» RECORDS FOR THE EXERCISE:
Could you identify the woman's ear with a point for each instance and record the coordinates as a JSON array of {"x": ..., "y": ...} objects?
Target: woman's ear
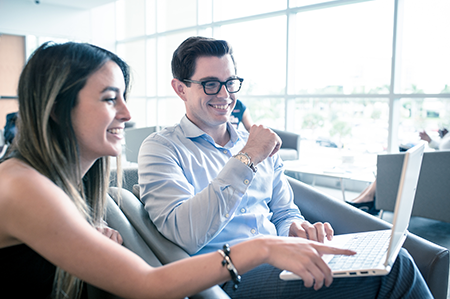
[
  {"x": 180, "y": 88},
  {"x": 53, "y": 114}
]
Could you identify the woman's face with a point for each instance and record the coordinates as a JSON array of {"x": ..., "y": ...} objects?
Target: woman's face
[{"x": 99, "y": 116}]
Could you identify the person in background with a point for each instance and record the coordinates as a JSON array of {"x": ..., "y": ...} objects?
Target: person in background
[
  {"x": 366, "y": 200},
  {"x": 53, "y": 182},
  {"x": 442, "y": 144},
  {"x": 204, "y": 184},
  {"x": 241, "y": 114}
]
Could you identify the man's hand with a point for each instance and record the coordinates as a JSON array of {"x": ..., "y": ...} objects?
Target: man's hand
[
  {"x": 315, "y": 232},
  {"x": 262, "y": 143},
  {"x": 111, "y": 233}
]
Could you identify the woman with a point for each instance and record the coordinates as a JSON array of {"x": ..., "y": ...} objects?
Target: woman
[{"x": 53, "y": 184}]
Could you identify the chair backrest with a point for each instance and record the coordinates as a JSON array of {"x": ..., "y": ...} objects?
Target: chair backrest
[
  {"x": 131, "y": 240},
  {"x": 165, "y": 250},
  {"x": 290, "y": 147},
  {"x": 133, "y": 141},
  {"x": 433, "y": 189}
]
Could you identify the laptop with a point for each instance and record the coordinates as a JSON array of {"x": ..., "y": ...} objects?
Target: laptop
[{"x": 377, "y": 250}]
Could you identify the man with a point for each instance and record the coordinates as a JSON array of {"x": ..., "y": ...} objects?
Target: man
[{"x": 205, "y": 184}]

» REQUIRED WORK: From the data above, state how many lines contain the string "array", offering no other words.

» EXERCISE RESPONSE: 8